- [BRIEF] Pictures don't belong in the copy; print all the records exactly.

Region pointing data
▼

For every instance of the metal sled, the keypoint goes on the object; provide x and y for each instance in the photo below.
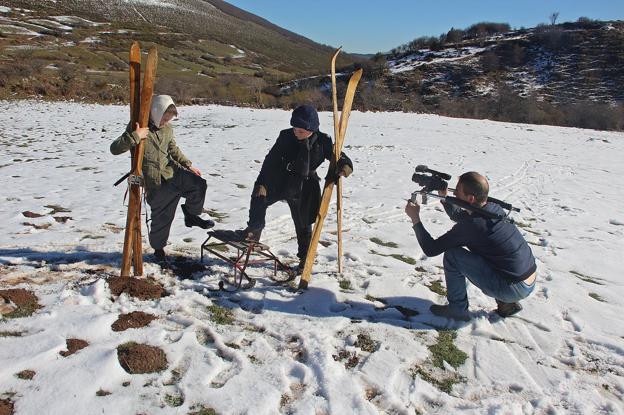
(248, 252)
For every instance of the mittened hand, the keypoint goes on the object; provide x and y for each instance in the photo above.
(259, 191)
(345, 171)
(344, 166)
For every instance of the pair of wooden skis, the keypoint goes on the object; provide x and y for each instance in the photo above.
(140, 104)
(340, 129)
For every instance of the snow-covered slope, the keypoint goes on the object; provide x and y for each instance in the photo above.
(346, 345)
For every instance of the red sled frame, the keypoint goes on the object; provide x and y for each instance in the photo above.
(248, 252)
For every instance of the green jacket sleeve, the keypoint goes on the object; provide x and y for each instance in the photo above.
(176, 154)
(124, 143)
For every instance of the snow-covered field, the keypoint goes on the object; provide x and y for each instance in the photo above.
(349, 344)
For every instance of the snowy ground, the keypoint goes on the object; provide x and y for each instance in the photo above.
(343, 346)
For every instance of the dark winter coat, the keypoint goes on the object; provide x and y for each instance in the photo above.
(284, 170)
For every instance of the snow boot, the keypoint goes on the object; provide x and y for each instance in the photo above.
(446, 311)
(507, 309)
(194, 220)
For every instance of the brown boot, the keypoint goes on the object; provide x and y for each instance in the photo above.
(507, 309)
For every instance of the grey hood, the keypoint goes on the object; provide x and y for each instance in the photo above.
(160, 103)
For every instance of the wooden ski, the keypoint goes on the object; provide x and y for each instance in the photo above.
(329, 184)
(140, 107)
(336, 158)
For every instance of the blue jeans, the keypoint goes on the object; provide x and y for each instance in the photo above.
(460, 263)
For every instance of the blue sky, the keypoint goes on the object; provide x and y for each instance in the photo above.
(371, 26)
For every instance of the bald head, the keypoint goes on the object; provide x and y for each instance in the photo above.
(476, 185)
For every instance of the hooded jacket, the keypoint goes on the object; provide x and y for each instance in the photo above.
(162, 157)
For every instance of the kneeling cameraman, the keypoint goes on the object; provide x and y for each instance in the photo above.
(498, 259)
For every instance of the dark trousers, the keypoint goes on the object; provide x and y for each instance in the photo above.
(257, 215)
(164, 202)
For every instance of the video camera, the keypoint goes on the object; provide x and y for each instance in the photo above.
(433, 180)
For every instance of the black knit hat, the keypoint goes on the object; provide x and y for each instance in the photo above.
(306, 117)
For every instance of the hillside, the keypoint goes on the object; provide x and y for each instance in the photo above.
(569, 74)
(363, 342)
(209, 50)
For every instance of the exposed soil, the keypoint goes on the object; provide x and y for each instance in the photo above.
(141, 288)
(141, 358)
(6, 407)
(26, 374)
(134, 320)
(34, 225)
(30, 214)
(73, 346)
(24, 300)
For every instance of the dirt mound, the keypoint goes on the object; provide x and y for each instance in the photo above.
(141, 358)
(134, 320)
(6, 407)
(73, 345)
(25, 302)
(141, 288)
(26, 374)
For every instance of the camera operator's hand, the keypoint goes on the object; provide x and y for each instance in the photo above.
(412, 209)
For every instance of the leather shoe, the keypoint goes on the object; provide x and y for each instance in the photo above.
(447, 312)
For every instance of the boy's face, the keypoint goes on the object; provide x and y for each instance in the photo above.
(301, 133)
(167, 116)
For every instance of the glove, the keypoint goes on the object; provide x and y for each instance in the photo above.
(344, 167)
(259, 191)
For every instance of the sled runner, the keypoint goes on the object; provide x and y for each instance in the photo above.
(248, 252)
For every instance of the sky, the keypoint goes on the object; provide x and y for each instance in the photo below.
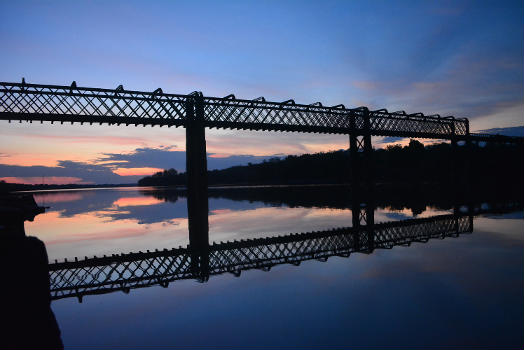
(460, 58)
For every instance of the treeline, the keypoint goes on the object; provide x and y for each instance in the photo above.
(6, 187)
(414, 163)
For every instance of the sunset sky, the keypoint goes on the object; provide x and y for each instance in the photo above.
(461, 58)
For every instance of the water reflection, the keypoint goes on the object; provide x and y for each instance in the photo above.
(130, 271)
(258, 226)
(29, 321)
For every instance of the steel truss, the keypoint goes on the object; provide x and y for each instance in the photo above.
(36, 102)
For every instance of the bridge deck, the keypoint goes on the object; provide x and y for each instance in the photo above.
(35, 102)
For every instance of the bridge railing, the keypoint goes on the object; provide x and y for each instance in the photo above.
(37, 102)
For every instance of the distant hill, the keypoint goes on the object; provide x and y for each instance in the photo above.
(414, 163)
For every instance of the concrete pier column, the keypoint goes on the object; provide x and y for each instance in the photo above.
(369, 165)
(196, 171)
(353, 154)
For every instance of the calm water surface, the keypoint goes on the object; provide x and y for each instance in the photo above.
(462, 291)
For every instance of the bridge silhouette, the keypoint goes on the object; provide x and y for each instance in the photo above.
(196, 112)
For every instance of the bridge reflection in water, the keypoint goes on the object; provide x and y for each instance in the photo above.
(201, 260)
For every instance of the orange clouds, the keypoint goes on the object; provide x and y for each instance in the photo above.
(136, 171)
(136, 201)
(51, 180)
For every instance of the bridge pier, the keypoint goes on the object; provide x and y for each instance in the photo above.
(361, 153)
(196, 172)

▲

- [OUTPUT BELOW]
For every instance of the metal sled, the keypoint goes on the object; provide x and y for each instance in the photo below.
(248, 252)
For every instance of the mittened hand, the keypoint goes on the object; provide x and y for each instance in the photo above.
(259, 191)
(345, 171)
(344, 166)
For every instance of the pair of wooden skis, the keypoint goes on the object; provide x and y for each instance in the photo above.
(140, 104)
(340, 129)
For every instance of the snow-covered slope, the keypoint goes on the object; provide x and y for each instance in the photo above.
(346, 345)
For every instance of the red sled frame, the keypoint goes on the object; provide x and y for each instance in the photo above.
(248, 252)
For every instance of the green jacket sleeve, the keypoint goes on the object; provide x and y for each instance in the photo above.
(176, 154)
(124, 143)
For every instance of the snow-covered field, the keypoint goes on the object; provide x and y for each instance in the photo above.
(349, 344)
For every instance of the snowy ground, the keypoint goes on the object; provide x and y for each instance in the photo above.
(343, 346)
For every instance of the dark winter coat, the keypoint goes on the object; provide x and y for each instance in the photo above.
(284, 170)
For every instance of the snow boot, the keypoint goes on the object; provide x and y for each instance in the photo above.
(446, 311)
(507, 309)
(194, 220)
For every instance of the brown boot, the keypoint goes on the object; provide x and y for each instance in the photo above.
(507, 309)
For every instance of the grey hood, the keypoint goes on the object; provide x and y for each instance in the photo above.
(160, 103)
For every instance of the wooden ski, the keypoint goes on the object; provide x and y for each instance in the photo above.
(329, 184)
(140, 107)
(336, 158)
For every instance of the blue jeans, the keypoint goes on the object; provide x and y for each instance in the photo above.
(460, 263)
For every instance of the blue sky, the keypoint goes on the object; provide x and y for each instance in the photo above.
(371, 26)
For every instance of the bald head, the keypoint goes on the object; provide x and y for each instance in the photo above.
(476, 185)
For every instance of the hooded jacket, the keypoint goes on the object; provide x and y for each instance in the photo above.
(162, 157)
For every instance of the kneeling cameraman, the keypoint goes on the object; provide x and y for each instance in the photo above.
(498, 259)
For every instance of the dark trousers, the keypoint goes on the object; provide x and y for each instance in the photo above.
(257, 215)
(164, 202)
For every instance of the video camera, the keypoint goes on the object; provide x and y for each instance in the photo above.
(433, 180)
For every instance of the black knit hat, the keypoint goes on the object; provide x and y for each instance in the photo above.
(306, 117)
For every instance of the hillside, the keypoint goes on the object; provide x and y for each instance in the photo above.
(569, 74)
(363, 342)
(209, 50)
For every instance of the exposed soil, the keypoint goes on the object; provide x and y for each instance in the photo above.
(141, 288)
(141, 358)
(6, 407)
(26, 374)
(134, 320)
(34, 225)
(30, 214)
(73, 346)
(24, 300)
For every instance of the dirt mound, the keypoint goes on the object; provide x and y for each instance in the photo above.
(141, 358)
(134, 320)
(6, 407)
(73, 345)
(25, 302)
(141, 288)
(26, 374)
For every instance of the camera operator's hand, the keypoint goes on the object; provide x and y for each instance in the photo above.
(412, 209)
For every instance of the leather shoe, the keypoint goes on the object; provide x and y for each instance in the photo above.
(447, 312)
For every instance of the boy's face, the keypoint goes on the object; provide x and y for each instance in the photo above.
(301, 133)
(167, 116)
For every instance of the glove, the keypoint goes on the object; provide x and y for each instance in the photo above.
(344, 167)
(259, 191)
For every instance of the sled runner, the keypoint goes on the object; provide x and y for each instance in the photo above.
(248, 252)
For every instance of the sky, the keypoint goes on the object; provide x and y for each instance in the photo below.
(460, 58)
For every instance of the treeline, the keypoint goes on the object; provide x and y for each instance in the photo above.
(6, 187)
(414, 163)
For every instance of the sunset sky, the keypoint goes on the object; provide x and y for each instance in the photo above.
(461, 58)
For every instance of the water reflection, the keypoint goes on the object; provide x and y for each instance in the photo above.
(130, 271)
(258, 226)
(29, 321)
For every instance of the steel truss, the keypoint goes on the object; provide x and y for each instance in the photo above.
(36, 102)
For every instance of the bridge deck, the keypoint goes on the object; provide x and y for each instance in the photo above.
(35, 102)
For every instance of the bridge railing, the keypoint goes on the object; provide x and y for each instance in the photo above.
(37, 102)
For every instance of the distant hill, the keypoint goes on the object; provide x and y for each instance in the photo above.
(414, 163)
For every instance of the concrete pier column, the keypoint goes on the object; provide x and y for each instance in the photo above.
(369, 165)
(196, 171)
(353, 154)
For every instance of the calm water surface, the keypoint goes on the object; provide x and y for each instance in the photo above.
(462, 291)
For every instance of the bridge silhouette, the keypoint goes on the object; provide x and y for each instance in the photo above.
(196, 112)
For every instance of the bridge reflection in water, the keypoint goes on the object; provide x and y for each instance in the photo above.
(201, 260)
For every instance of the orange clouds, the keypoint goes on the object; provide x and y for each instance in the photo above.
(136, 171)
(136, 201)
(51, 180)
For every instance of the bridge pier, the keypoint goes on the object; provide x and y for each instance in the photo above.
(361, 153)
(196, 172)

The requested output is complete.